» **What you should do**: Look through the records below for the line with "Query: bark fissure" and the line with "Where can the green", then return those lines and all lines between, exactly.

◇ ◇ ◇ ◇ ◇ ◇ ◇

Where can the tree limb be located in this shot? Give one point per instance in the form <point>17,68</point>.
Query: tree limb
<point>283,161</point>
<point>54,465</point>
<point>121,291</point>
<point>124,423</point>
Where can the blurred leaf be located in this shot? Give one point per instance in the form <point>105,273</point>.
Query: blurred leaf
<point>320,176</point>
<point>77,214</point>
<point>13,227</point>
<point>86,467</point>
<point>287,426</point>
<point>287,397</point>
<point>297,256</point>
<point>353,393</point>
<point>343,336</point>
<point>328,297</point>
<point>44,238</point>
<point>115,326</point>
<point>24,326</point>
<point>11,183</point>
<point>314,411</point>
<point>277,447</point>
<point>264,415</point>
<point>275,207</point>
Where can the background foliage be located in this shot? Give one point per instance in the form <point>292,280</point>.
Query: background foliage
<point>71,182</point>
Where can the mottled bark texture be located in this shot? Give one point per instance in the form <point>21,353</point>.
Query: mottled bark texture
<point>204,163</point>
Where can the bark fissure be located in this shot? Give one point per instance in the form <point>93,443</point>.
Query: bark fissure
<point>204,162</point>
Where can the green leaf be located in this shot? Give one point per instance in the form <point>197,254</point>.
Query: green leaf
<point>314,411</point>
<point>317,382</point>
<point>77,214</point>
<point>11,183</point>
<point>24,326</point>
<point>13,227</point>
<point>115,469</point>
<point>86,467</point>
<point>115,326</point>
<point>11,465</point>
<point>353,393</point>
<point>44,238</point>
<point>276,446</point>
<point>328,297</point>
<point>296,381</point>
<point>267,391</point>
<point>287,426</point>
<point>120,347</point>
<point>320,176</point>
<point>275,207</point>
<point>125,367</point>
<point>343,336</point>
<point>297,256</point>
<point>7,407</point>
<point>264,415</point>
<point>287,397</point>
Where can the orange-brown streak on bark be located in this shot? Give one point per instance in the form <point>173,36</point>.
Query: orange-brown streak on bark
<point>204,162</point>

◇ ◇ ◇ ◇ ◇ ◇ ◇

» **Solved exercise**:
Query: bark fissure
<point>204,162</point>
Where can the green leaf be located in this shot? Give one point per instance in the form <point>197,254</point>.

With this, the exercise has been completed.